La Cour des comptes a passé en revue et analysé tous les dispositifs fiscaux mis en place pour tenir compte de la situation familiale. Elle a remis en cause leur cohérence et leur efficacité tant pour les services fiscaux que pour les contribuables eux-mêmes. Il en ressort dix recommandations visant une plus grande cohérence des avantages fiscaux familiaux, une amélioration de leur gestion et une lutte plus efficace contre leur détournement (Cour des comptes, La Prise en compte de la famille dans la fiscalité).

Les origines de la politique familiale

La France mène depuis longtemps une politique fiscale dite familiale. Celle-ci a un fondement juridique constitutionnel : l’article 13 de la Déclaration des droits de l’Homme et du citoyen, qui prévoit que la contribution commune indispensable à l’entretien de la force publique et aux dépenses d’administration « doit être également répartie entre tous les citoyens, en raison de leurs facultés », principe de la prise en compte des « facultés contributives » et donc des aménagements de la règle fiscale en fonction de la composition familiale.

Un coût global estimé à 28 milliards d’euros

La Cour des comptes a analysé les dispositifs familiaux au regard de l’impôt sur le revenu, les droits de donation et de succession, l’impôt sur la fortune immobilière (IFI) et la contribution exceptionnelle sur les hauts revenus. Sans surprise, l’impôt sur le revenu est le prélèvement qui prend le plus en compte la composition conjugale et familiale des foyers fiscaux. L’impôt sur le revenu repose sur le principe d’une imposition conjointe des couples mariés et pacsés et d’une prise en compte des enfants au sein du foyer fiscal par le mécanisme du quotient familial. Un certain nombre de parts est attribué au foyer fiscal : une pour chaque adulte composant le foyer et des parts additionnelles pour les enfants. S’y ajoutent des demi-parts pour invalidité, veuvage, anciens combattants, parents isolés. D’autres mécanismes interviennent au moment de la liquidation de l’impôt : déductibilité des pensions alimentaires pour ceux qui les versent, modulation du plafond de certains crédits d’impôts selon la présence d’un conjoint et d’enfants au sein du foyer fiscal. Le système de décote qui permet d’atténuer les effets de l’entrée dans le barème d’imposition est, pour sa part, partiellement conjugalisé et réduit fortement le nombre de foyers effectivement assujettis à l’impôt sur le revenu.

L’impact sur les finances publiques de la prise en compte de la famille par le système fiscal est évalué à 28 milliards d’euros en 2021, dont 27,6 milliards au titre de l’impôt sur le revenu. Cela représente 1,1 % du PIB, 9,5 % des recettes fiscales nettes de l’État et 34,5 % du produit net de l’impôt sur le revenu.

--- --- ---

**ÉNONCÉ A**
Recopiez le passage de l'extrait qui va de « Les origines de » jusqu'à « la composition familiale. ».
**ÉNONCÉ B**
D'après l'extrait, quel montant de l'impact de 2021 sur les finances publiques relève de l'impôt sur le revenu ?
**ÉNONCÉ C**
Veuillez énumérer toutes les situations qui, selon l'extrait, donnent droit à des demi-parts au titre de l'impôt sur le revenu.
La liste qui suit constitue un document distinct de l'extrait.

**DONNÉES FOURNIES**
--- --- ---

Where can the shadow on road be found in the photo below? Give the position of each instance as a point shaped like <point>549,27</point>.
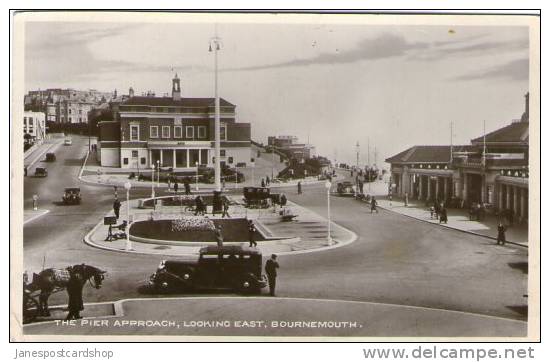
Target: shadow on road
<point>523,266</point>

--- --- ---

**RÉPONSE A**
Les origines de la politique familiale

La France mène depuis longtemps une politique fiscale dite familiale. Celle-ci a un fondement juridique constitutionnel : l’article 13 de la Déclaration des droits de l’Homme et du citoyen, qui prévoit que la contribution commune indispensable à l’entretien de la force publique et aux dépenses d’administration « doit être également répartie entre tous les citoyens, en raison de leurs facultés », principe de la prise en compte des « facultés contributives » et donc des aménagements de la règle fiscale en fonction de la composition familiale.

**RÉPONSE B**
27,6 milliards d'euros.

**RÉPONSE C**
- Invalidité
- Veuvage
- Anciens combattants
- Parents isolés